▶ _Work to complete_
Reproduce word for word the part of the material that opens with the line containing "Tag the rough" and continues through the end of the material.

[Start Information given]

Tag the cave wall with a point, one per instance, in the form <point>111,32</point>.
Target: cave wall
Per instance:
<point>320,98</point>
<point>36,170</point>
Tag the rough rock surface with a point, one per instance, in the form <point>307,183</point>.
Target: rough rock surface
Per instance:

[End Information given]

▶ _Answer to this task_
Tag the rough rock surface with a point, one per instance, in the form <point>307,183</point>.
Target: rough rock surface
Per instance:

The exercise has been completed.